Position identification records
###
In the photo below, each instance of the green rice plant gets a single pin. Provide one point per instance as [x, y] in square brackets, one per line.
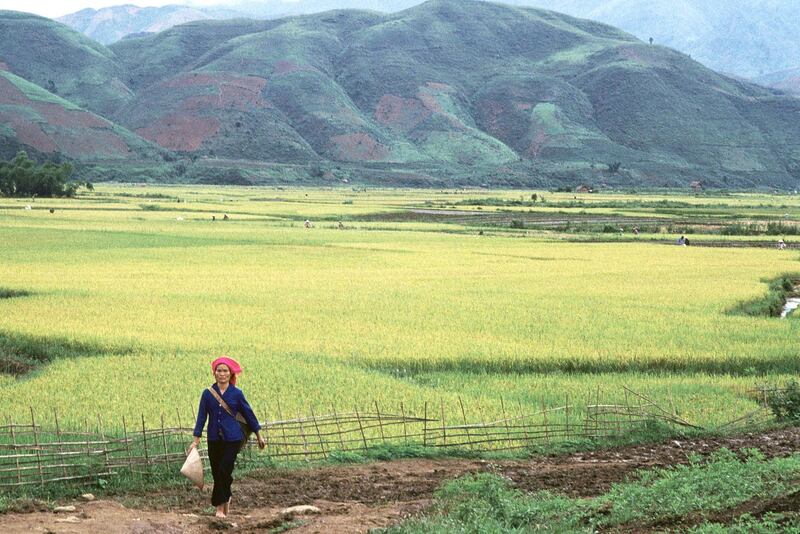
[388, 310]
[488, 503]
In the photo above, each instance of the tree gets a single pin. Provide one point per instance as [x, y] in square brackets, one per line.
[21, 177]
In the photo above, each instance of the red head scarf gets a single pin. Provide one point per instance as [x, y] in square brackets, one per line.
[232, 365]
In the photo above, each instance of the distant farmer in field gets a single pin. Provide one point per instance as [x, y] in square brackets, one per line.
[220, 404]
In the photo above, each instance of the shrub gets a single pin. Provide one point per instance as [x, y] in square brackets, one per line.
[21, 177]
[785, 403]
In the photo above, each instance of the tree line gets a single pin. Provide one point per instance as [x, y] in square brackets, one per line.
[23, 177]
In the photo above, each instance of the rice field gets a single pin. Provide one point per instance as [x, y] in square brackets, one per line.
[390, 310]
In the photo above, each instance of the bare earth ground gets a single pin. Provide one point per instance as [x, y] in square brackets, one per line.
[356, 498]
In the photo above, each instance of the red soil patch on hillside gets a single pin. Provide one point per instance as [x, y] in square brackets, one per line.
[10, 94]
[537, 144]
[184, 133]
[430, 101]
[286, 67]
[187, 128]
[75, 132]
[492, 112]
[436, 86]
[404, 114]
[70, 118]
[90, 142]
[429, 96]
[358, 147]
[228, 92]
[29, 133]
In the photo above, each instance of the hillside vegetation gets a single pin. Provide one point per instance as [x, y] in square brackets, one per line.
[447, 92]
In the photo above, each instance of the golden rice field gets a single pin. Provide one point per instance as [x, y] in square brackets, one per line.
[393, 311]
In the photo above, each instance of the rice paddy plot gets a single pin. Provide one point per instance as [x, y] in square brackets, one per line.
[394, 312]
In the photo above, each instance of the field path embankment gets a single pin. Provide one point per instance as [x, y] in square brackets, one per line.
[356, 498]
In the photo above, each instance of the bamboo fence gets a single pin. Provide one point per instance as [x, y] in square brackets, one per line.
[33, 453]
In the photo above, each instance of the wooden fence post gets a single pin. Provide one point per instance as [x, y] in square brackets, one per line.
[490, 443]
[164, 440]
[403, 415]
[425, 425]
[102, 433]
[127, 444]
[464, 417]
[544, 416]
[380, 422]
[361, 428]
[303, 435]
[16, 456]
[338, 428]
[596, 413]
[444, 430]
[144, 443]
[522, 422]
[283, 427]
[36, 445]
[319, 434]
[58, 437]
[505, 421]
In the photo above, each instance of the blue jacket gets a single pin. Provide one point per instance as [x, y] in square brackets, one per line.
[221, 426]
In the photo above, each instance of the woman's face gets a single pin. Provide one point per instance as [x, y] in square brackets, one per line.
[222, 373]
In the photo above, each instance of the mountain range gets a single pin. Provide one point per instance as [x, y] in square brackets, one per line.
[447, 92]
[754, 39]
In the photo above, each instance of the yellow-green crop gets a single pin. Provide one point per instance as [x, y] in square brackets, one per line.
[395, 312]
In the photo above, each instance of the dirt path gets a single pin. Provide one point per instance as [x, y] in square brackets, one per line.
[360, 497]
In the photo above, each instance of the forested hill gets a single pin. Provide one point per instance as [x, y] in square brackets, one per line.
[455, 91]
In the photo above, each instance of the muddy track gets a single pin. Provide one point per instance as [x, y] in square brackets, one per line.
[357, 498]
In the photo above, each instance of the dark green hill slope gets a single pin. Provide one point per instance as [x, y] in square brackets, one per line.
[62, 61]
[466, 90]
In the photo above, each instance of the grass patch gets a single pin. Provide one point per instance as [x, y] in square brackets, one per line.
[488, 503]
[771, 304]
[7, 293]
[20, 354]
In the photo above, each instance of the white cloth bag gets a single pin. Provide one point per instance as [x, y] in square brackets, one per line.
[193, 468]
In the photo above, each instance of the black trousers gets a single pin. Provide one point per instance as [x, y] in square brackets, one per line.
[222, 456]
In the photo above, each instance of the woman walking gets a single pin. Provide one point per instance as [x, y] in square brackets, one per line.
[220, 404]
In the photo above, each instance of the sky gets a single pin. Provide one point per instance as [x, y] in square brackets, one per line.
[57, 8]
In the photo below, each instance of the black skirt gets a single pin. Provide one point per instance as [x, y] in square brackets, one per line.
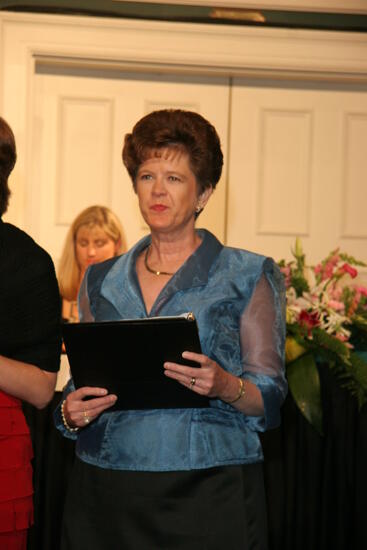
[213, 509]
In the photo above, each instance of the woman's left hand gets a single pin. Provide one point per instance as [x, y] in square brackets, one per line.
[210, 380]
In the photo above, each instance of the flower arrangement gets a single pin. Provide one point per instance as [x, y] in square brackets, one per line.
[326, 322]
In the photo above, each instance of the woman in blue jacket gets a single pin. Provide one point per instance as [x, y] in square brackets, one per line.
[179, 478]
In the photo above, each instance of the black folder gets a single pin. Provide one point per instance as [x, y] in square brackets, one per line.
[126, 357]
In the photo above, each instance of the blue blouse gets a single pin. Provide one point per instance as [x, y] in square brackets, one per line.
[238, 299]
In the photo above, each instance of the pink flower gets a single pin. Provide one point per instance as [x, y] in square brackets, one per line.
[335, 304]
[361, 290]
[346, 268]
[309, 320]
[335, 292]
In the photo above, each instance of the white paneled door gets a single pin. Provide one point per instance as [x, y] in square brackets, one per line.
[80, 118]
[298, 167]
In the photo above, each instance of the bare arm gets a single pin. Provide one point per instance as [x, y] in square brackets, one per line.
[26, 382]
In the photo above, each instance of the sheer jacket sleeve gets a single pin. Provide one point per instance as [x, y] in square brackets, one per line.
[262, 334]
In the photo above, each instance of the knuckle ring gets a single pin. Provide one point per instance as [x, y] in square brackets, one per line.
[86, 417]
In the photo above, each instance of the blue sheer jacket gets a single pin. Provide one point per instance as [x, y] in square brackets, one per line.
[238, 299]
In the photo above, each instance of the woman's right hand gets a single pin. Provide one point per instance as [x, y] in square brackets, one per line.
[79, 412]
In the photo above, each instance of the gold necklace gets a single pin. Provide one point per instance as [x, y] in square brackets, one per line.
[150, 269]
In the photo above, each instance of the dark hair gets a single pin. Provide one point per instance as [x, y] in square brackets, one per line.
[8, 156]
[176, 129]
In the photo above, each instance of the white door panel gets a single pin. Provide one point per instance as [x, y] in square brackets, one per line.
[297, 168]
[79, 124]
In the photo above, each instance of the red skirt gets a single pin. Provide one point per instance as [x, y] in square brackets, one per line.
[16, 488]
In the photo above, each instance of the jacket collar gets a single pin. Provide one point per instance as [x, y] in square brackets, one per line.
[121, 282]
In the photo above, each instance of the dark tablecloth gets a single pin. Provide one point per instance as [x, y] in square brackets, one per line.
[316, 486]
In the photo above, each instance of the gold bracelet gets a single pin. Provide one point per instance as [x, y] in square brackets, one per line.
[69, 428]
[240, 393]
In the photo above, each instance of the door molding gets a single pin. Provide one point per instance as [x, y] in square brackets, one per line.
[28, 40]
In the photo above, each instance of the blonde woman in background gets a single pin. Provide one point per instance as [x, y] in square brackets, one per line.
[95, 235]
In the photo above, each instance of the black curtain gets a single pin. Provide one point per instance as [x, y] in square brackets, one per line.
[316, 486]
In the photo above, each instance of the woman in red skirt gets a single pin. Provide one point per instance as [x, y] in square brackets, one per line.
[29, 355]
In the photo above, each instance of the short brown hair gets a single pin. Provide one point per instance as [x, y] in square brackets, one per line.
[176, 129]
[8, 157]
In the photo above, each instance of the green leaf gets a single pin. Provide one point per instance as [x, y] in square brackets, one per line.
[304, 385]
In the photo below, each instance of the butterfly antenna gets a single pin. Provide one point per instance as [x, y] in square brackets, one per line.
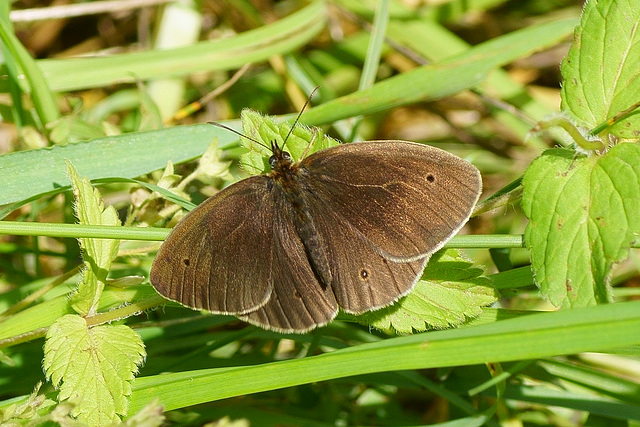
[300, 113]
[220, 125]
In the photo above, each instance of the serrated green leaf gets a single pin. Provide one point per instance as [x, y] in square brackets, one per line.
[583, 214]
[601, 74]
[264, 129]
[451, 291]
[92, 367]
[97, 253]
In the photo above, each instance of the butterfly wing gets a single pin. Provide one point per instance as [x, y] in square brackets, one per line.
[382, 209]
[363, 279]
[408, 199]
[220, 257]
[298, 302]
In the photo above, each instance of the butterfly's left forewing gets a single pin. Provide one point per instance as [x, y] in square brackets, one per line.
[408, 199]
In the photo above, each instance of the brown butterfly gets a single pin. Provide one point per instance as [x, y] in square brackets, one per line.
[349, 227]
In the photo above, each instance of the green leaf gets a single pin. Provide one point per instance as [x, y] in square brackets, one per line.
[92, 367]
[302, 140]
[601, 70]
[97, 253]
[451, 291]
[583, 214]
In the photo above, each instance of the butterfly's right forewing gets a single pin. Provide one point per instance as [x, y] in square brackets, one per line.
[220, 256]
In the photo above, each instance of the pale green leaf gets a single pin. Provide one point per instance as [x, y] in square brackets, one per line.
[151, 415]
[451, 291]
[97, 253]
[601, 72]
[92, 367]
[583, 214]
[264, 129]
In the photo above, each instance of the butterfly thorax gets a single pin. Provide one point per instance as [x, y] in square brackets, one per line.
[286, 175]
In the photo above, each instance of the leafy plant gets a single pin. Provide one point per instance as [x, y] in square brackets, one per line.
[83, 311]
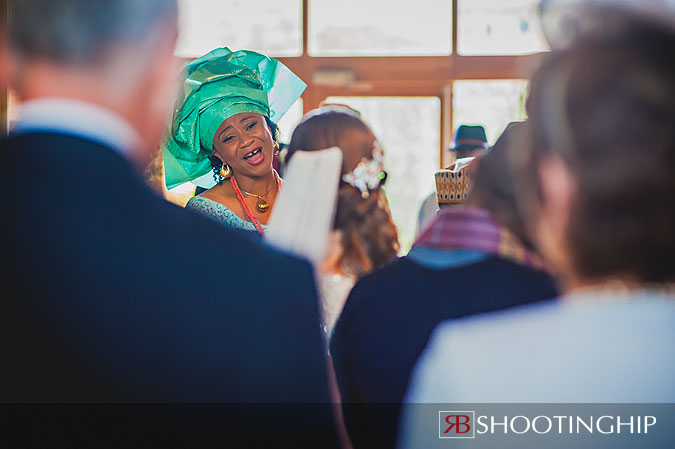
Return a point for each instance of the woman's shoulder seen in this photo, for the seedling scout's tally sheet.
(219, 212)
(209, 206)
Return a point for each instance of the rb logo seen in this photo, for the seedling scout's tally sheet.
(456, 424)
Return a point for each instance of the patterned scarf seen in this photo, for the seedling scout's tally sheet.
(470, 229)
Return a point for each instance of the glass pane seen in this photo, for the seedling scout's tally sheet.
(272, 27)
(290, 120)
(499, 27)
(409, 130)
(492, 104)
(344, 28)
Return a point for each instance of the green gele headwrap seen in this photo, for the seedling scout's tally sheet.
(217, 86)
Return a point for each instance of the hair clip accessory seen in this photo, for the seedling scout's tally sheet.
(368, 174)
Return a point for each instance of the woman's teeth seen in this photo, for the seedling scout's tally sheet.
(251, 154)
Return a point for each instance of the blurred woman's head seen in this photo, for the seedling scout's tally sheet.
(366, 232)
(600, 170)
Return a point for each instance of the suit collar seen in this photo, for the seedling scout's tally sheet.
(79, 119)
###
Exercise directions: Rewrite the records as a two-column CSV, with the columns named instruction and response, starting with the line that contains "Return a point for each instance of the suit" and going on through the end of the records. Give one row per instruction, and put its text and its answer each in a single quoted field with line breaks replaced by spaces.

Complete output:
instruction,response
"Return a point for each instance of the suit collar seen in this photo, for the seedling scout's tally sheet.","(79, 119)"